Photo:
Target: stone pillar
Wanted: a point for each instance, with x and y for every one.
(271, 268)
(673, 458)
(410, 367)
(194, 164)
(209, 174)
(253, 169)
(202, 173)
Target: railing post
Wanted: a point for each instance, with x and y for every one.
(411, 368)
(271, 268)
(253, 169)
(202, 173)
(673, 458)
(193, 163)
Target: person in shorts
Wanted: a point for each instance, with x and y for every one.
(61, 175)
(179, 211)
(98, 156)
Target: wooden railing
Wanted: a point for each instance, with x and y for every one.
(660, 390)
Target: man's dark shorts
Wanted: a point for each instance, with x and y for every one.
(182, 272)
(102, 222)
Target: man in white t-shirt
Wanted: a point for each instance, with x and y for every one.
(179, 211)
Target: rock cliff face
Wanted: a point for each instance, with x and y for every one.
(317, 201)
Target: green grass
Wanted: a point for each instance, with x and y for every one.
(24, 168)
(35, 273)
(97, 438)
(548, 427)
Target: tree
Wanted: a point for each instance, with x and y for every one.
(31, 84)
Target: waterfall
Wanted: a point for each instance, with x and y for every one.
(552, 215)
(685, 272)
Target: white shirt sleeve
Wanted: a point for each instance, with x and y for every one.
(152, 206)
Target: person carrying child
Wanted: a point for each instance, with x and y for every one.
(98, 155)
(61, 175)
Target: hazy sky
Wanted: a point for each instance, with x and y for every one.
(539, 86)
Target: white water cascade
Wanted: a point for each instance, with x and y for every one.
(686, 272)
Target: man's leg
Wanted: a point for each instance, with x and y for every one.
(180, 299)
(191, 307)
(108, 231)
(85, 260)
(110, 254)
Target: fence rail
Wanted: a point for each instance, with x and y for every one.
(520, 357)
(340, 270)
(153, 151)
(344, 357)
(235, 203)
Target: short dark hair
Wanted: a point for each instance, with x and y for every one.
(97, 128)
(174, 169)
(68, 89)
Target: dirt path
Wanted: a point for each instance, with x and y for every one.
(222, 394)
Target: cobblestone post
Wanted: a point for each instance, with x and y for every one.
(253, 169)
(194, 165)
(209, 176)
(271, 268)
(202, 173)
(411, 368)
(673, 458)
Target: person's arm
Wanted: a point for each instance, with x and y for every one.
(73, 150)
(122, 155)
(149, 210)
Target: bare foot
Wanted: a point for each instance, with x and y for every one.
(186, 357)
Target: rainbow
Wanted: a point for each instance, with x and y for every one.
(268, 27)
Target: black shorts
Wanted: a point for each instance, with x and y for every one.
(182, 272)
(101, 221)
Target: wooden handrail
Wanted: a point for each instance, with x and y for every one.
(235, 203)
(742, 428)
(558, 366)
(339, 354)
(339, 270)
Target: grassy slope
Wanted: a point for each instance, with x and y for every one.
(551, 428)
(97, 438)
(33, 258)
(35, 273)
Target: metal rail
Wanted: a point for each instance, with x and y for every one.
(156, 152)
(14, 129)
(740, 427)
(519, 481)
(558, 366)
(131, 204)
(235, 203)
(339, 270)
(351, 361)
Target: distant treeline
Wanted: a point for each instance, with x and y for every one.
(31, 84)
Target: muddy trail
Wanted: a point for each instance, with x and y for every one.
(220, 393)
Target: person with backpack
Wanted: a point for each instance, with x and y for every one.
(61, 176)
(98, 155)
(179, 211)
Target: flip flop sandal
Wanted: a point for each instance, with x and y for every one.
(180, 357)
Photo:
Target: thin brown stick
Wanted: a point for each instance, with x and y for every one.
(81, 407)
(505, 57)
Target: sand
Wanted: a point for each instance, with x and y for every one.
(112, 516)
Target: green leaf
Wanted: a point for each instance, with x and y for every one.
::::
**Problem**
Copy all of the lines above again, word for word.

**Task answer**
Photo:
Target: stone pillar
Wanted: a point for each instance, with x and y for every one.
(271, 268)
(673, 458)
(410, 367)
(194, 164)
(209, 174)
(253, 169)
(202, 173)
Target: railing post
Wanted: a point for each instance, with x and y for every one.
(411, 368)
(271, 268)
(253, 169)
(202, 173)
(673, 458)
(193, 163)
Target: person in shorts
Wanted: a point for each instance, with x and y for every one.
(61, 175)
(179, 211)
(98, 156)
Target: wooden railing
Wanted: a point for each instance, with x and y for every one.
(660, 390)
Target: man's dark shorts
Wanted: a point for each instance, with x and y for every one.
(182, 272)
(102, 222)
Target: man in white t-shirt
Wanted: a point for each instance, with x and y for every one.
(179, 211)
Target: rock cliff face
Wanted: a point for each instance, with x and y for every one.
(317, 201)
Target: green grass
Wanted: a point for each instance, with x and y for every one.
(24, 168)
(35, 273)
(97, 438)
(548, 427)
Target: tree
Wanted: a point for each instance, with x and y for every one.
(31, 84)
Target: waterfall
Wanted: a point for each instance, with x and y for every one.
(552, 215)
(685, 272)
Target: white shirt sleeve
Wanted: a point for each instance, with x and y for every one.
(152, 206)
Target: person carrying child
Wanted: a point for each instance, with x and y for every one.
(98, 155)
(61, 175)
Target: hazy sky
Wanted: a point for each instance, with x and y for every one.
(539, 86)
Target: white water cascade
Wanted: a point for each instance, with x and y for every one.
(686, 272)
Target: man's leg
Wanted: a point for each instance, with x and y for every one.
(180, 299)
(191, 307)
(108, 231)
(85, 260)
(110, 254)
Target: fence rail
Wanted: a point for each instance, with x and y for every one.
(520, 357)
(340, 270)
(153, 151)
(344, 357)
(235, 203)
Target: short dark hair
Wanted: a point for each instance, with x and y for every one.
(97, 128)
(174, 169)
(68, 89)
Target: dirt path
Wanted: a point for each instance, with x and y for every one.
(222, 394)
Target: cobblestone post
Wanted: a point for each instance, with x and y for every one.
(253, 169)
(194, 165)
(209, 176)
(271, 268)
(202, 173)
(411, 368)
(673, 458)
Target: person's arm
Wanted: a point for each instance, with x and y for every one.
(73, 150)
(122, 155)
(149, 210)
Target: bare foot
Wanted: a point for each instance, with x and y for every one.
(186, 357)
Target: rainbow
Wanted: a point for each instance, with x and y for every one.
(268, 27)
Target: black shorts
Wanted: a point for each instance, with x and y for every one.
(182, 272)
(101, 221)
Target: wooden handrail
Wanted: a point for each instance, with x and y for every one.
(235, 203)
(742, 428)
(558, 366)
(339, 354)
(339, 270)
Target: grassy slope
Wanted: a point for each instance, with x and y for every one.
(551, 428)
(97, 438)
(33, 258)
(35, 273)
Target: metal rail
Wanted: a point for each instance, with x and y for every one.
(156, 152)
(14, 129)
(740, 427)
(519, 481)
(558, 366)
(131, 204)
(235, 203)
(339, 270)
(351, 361)
Target: distant treeline
Wanted: a point for each instance, with x and y for every one.
(31, 84)
Target: muddy trail
Wanted: a point for each instance, with x and y for every one.
(220, 393)
Target: person with backpack
Wanted: a point for each instance, with x and y for every one.
(61, 176)
(98, 155)
(179, 211)
Target: flip flop sandal
Wanted: a point for each instance, with x and y for every one.
(180, 357)
Photo:
Target: thin brown stick
Wanted: a point for each instance, with x and y for every one.
(81, 407)
(505, 57)
Target: sand
Wanted: a point for each instance, with x and y for every one.
(112, 516)
Target: green leaf
Wanted: a point for each instance, with x and y for every one.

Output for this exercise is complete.